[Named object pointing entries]
----

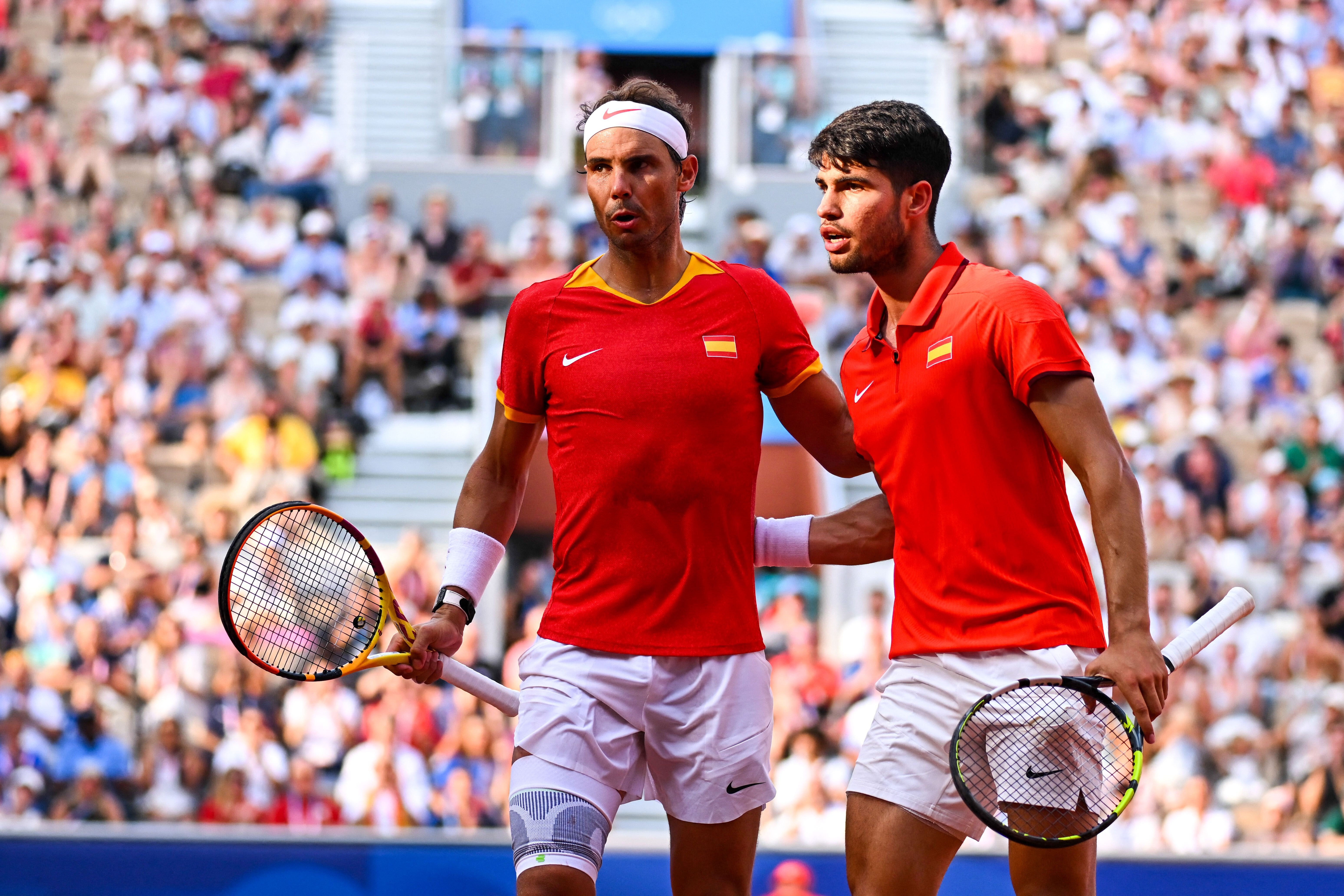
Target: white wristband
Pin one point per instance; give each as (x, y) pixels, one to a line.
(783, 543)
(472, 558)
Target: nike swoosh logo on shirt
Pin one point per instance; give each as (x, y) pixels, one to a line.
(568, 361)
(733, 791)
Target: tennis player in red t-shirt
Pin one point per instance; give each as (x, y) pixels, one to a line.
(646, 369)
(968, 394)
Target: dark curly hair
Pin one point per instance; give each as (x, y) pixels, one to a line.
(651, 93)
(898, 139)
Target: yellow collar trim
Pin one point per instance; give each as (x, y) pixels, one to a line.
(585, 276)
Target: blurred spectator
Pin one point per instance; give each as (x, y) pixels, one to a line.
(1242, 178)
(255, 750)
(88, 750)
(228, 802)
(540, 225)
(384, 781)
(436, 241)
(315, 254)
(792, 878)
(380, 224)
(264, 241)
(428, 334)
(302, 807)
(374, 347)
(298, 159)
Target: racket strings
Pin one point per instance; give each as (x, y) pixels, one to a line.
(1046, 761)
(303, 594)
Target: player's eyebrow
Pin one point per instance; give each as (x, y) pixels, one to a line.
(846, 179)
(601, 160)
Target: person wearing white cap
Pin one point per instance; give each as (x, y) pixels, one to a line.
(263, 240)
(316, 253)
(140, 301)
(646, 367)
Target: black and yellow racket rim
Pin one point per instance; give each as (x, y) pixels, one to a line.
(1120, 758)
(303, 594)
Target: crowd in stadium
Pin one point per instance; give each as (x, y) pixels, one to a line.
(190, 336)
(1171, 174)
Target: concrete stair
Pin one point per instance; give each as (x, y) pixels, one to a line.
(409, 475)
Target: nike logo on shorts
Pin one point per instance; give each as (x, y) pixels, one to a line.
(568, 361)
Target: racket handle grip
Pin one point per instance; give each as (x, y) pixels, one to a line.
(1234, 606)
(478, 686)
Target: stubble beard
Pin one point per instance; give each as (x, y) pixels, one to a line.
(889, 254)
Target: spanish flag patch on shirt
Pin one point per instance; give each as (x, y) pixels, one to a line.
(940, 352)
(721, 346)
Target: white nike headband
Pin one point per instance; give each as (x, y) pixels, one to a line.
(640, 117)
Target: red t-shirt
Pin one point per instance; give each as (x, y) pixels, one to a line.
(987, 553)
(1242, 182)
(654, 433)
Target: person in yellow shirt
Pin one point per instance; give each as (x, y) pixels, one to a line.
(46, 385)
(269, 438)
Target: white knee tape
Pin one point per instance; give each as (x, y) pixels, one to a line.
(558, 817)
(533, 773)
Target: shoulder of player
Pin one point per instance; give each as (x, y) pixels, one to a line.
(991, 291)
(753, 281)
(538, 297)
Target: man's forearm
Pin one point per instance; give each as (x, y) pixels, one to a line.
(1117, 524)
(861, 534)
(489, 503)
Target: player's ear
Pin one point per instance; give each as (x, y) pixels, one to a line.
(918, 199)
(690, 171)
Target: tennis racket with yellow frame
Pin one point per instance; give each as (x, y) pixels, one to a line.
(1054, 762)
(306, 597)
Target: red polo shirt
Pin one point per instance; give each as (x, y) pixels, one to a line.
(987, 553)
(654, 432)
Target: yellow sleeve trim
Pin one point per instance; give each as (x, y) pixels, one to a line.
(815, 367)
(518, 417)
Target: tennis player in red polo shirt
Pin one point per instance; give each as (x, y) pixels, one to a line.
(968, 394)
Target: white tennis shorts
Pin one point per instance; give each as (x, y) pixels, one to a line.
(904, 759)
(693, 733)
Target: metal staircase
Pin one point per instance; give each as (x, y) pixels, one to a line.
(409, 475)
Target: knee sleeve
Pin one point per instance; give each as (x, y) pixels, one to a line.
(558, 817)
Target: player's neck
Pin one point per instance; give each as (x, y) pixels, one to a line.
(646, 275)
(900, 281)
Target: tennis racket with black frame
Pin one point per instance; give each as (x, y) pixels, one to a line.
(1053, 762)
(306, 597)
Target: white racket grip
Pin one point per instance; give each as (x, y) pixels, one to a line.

----

What is required: Please extract the lines starting at the one containing "Target: white racket grip" and ending at the close of the entries, and repeat them exactly.

The completed task:
Target: white racket grip
Pin one point per instance; give each as (x, y) pixels, one to a line.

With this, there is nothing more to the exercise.